- _WHAT THIS TASK INVOLVES_: Please reproduce the entries that follow, keeping each word intact.

- _SUPPLIED RECORDS_:
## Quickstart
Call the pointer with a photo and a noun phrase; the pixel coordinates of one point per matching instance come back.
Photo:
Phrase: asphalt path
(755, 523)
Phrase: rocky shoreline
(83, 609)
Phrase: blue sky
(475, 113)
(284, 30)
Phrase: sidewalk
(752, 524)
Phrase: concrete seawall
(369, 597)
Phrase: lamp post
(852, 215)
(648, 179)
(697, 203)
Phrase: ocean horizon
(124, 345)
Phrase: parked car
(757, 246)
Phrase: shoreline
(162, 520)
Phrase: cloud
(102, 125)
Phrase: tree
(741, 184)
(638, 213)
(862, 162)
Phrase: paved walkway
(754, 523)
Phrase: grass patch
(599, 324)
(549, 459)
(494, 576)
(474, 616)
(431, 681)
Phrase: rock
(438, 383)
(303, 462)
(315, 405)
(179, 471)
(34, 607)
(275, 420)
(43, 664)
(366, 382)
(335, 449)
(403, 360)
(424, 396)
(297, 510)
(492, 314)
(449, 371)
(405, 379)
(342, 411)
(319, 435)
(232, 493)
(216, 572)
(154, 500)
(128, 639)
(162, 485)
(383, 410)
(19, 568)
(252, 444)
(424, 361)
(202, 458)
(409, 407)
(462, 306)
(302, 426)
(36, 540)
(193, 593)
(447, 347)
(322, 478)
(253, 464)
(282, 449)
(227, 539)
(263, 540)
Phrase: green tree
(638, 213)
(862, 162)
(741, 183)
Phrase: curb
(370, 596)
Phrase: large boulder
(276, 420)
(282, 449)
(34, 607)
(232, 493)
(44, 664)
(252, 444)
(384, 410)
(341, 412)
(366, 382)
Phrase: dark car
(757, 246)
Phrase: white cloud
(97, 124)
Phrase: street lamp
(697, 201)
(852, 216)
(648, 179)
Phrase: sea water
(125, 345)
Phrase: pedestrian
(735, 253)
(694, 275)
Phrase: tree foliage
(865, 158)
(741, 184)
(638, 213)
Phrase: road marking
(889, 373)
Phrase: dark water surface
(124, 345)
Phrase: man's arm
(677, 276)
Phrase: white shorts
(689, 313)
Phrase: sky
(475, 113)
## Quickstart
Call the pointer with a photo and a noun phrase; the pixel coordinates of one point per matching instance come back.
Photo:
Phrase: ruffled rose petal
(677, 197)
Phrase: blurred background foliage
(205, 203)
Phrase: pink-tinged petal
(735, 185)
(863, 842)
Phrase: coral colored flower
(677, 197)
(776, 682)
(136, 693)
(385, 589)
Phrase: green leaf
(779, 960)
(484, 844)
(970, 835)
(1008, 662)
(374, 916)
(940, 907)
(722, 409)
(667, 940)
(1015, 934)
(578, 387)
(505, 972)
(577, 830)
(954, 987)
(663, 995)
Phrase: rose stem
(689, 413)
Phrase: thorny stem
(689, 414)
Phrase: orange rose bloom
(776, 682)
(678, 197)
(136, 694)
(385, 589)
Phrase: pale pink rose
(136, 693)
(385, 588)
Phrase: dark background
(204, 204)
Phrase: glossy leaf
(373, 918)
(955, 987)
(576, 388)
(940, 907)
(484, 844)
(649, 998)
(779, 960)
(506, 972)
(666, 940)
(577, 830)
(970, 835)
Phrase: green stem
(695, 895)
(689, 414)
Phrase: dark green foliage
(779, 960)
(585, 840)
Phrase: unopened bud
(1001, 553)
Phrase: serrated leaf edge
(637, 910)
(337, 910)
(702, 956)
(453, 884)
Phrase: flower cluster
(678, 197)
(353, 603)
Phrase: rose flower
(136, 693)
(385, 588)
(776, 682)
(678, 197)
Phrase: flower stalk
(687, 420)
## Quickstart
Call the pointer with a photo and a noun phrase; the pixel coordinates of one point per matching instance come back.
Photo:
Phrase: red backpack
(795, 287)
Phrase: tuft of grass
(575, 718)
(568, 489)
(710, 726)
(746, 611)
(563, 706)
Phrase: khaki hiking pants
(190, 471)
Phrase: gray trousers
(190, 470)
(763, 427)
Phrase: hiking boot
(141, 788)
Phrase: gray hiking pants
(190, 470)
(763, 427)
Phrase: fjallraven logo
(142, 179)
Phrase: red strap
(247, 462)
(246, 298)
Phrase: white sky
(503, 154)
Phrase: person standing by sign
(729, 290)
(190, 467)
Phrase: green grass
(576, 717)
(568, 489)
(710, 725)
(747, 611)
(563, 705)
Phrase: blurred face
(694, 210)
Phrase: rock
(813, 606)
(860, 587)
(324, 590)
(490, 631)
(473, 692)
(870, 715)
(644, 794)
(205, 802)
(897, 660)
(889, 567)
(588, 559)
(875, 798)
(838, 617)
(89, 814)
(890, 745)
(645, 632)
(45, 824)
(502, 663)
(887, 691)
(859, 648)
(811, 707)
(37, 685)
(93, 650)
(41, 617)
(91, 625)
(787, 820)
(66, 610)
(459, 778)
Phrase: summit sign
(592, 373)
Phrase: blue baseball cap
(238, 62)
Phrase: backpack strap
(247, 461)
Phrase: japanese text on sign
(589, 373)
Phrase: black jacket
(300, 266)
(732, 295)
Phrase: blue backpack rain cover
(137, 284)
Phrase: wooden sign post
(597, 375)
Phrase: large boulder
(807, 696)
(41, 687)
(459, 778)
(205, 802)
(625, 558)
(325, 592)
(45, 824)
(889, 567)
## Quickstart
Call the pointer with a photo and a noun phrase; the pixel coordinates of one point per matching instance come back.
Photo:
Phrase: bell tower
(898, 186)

- _SOLUTION TO THIS TASK_:
## Quickstart
Call the pointer with a photo and a noun phrase; the pixel coordinates of one point per matching instance come back.
Photo:
Phrase: asphalt path
(755, 523)
Phrase: rocky shoreline
(83, 609)
Phrase: blue sky
(475, 113)
(284, 30)
Phrase: sidewalk
(752, 524)
Phrase: concrete seawall
(369, 597)
Phrase: lamp post
(852, 215)
(648, 179)
(697, 203)
Phrase: ocean horizon
(124, 345)
Phrase: parked car
(757, 246)
Phrase: shoreline
(162, 520)
Phrase: cloud
(102, 125)
Phrase: tree
(741, 184)
(638, 213)
(862, 162)
Phrase: paved walkway
(754, 523)
Phrase: grass patch
(599, 324)
(549, 459)
(494, 576)
(474, 616)
(431, 681)
Phrase: rock
(438, 383)
(303, 462)
(315, 405)
(179, 471)
(34, 607)
(275, 420)
(43, 664)
(366, 382)
(335, 449)
(403, 360)
(424, 396)
(297, 510)
(492, 314)
(449, 371)
(405, 379)
(342, 411)
(319, 435)
(232, 493)
(216, 572)
(154, 500)
(128, 639)
(162, 485)
(383, 410)
(19, 568)
(252, 444)
(424, 361)
(202, 458)
(409, 407)
(462, 306)
(302, 426)
(36, 540)
(193, 593)
(447, 347)
(322, 478)
(253, 464)
(282, 449)
(227, 539)
(263, 540)
Phrase: green tree
(638, 213)
(862, 162)
(741, 183)
Phrase: curb
(370, 596)
Phrase: large boulder
(276, 420)
(282, 449)
(34, 607)
(232, 493)
(44, 664)
(252, 444)
(384, 410)
(341, 412)
(366, 382)
Phrase: dark car
(757, 246)
Phrase: white cloud
(97, 124)
Phrase: street lamp
(697, 201)
(852, 216)
(648, 179)
Phrase: sea water
(125, 345)
Phrase: pedestrian
(735, 253)
(694, 275)
Phrase: tree foliage
(865, 158)
(741, 184)
(638, 213)
Phrase: road marking
(889, 373)
Phrase: dark water surface
(124, 345)
Phrase: man's arm
(677, 276)
Phrase: white shorts
(689, 313)
Phrase: sky
(475, 113)
## Quickstart
Call the pointer with a photo and a noun phrase; the pixel coordinates of one point per matching instance come back.
Photo:
Phrase: ruffled rose petal
(677, 197)
Phrase: blurred background foliage
(205, 203)
Phrase: pink-tinged petal
(735, 185)
(863, 842)
Phrase: coral colored flower
(677, 197)
(776, 682)
(136, 693)
(385, 589)
Phrase: green leaf
(779, 960)
(484, 844)
(970, 835)
(1008, 662)
(374, 916)
(940, 907)
(722, 409)
(667, 940)
(1015, 934)
(578, 387)
(505, 972)
(577, 830)
(954, 987)
(663, 995)
Phrase: rose stem
(689, 413)
Phrase: thorny stem
(689, 414)
Phrase: orange rose bloom
(776, 682)
(678, 197)
(136, 694)
(385, 589)
Phrase: pale pink rose
(136, 693)
(385, 588)
Phrase: dark background
(204, 204)
Phrase: glossy leaf
(373, 918)
(955, 987)
(576, 388)
(940, 907)
(484, 844)
(649, 998)
(779, 960)
(506, 972)
(666, 940)
(577, 830)
(970, 835)
Phrase: green stem
(695, 895)
(689, 414)
Phrase: dark green foliage
(779, 960)
(585, 840)
Phrase: unopened bud
(1001, 553)
Phrase: serrated leaf edge
(637, 910)
(337, 910)
(702, 956)
(453, 884)
Phrase: flower cluster
(678, 197)
(353, 603)
Phrase: rose flower
(136, 693)
(385, 588)
(776, 682)
(678, 197)
Phrase: flower stalk
(687, 420)
## Quickstart
Call the pointer with a photo and a noun phrase; the pixel coordinates of one point per matching instance come back.
Photo:
Phrase: red backpack
(795, 287)
Phrase: tuft of grass
(575, 718)
(568, 489)
(710, 726)
(746, 611)
(563, 706)
Phrase: khaki hiking pants
(190, 471)
Phrase: gray trousers
(190, 470)
(763, 427)
Phrase: hiking boot
(141, 788)
Phrase: gray hiking pants
(190, 470)
(763, 427)
Phrase: fjallraven logo
(142, 179)
Phrase: red strap
(247, 462)
(246, 298)
Phrase: white sky
(503, 154)
Phrase: person standing by sign
(729, 290)
(190, 467)
Phrase: green grass
(576, 717)
(568, 489)
(710, 725)
(747, 611)
(563, 705)
Phrase: blurred face
(694, 210)
Phrase: rock
(813, 606)
(860, 587)
(324, 590)
(490, 631)
(473, 692)
(870, 715)
(644, 794)
(205, 802)
(897, 660)
(889, 567)
(588, 559)
(875, 798)
(838, 617)
(89, 814)
(890, 745)
(645, 632)
(45, 824)
(502, 663)
(887, 691)
(859, 648)
(811, 707)
(37, 685)
(93, 650)
(41, 617)
(91, 625)
(787, 820)
(66, 610)
(459, 778)
Phrase: summit sign
(592, 373)
Phrase: blue baseball cap
(238, 62)
Phrase: backpack strap
(247, 461)
Phrase: japanese text on sign
(589, 373)
Phrase: black jacket
(300, 266)
(732, 295)
Phrase: blue backpack rain cover
(137, 284)
Phrase: wooden sign post
(597, 375)
Phrase: large boulder
(807, 696)
(41, 687)
(459, 778)
(205, 802)
(625, 558)
(325, 592)
(45, 824)
(889, 567)
## Quickstart
Call the pointer with a photo and a noun phrase; the pixel coordinates of one point per matching instance come back.
Photo:
Phrase: bell tower
(898, 186)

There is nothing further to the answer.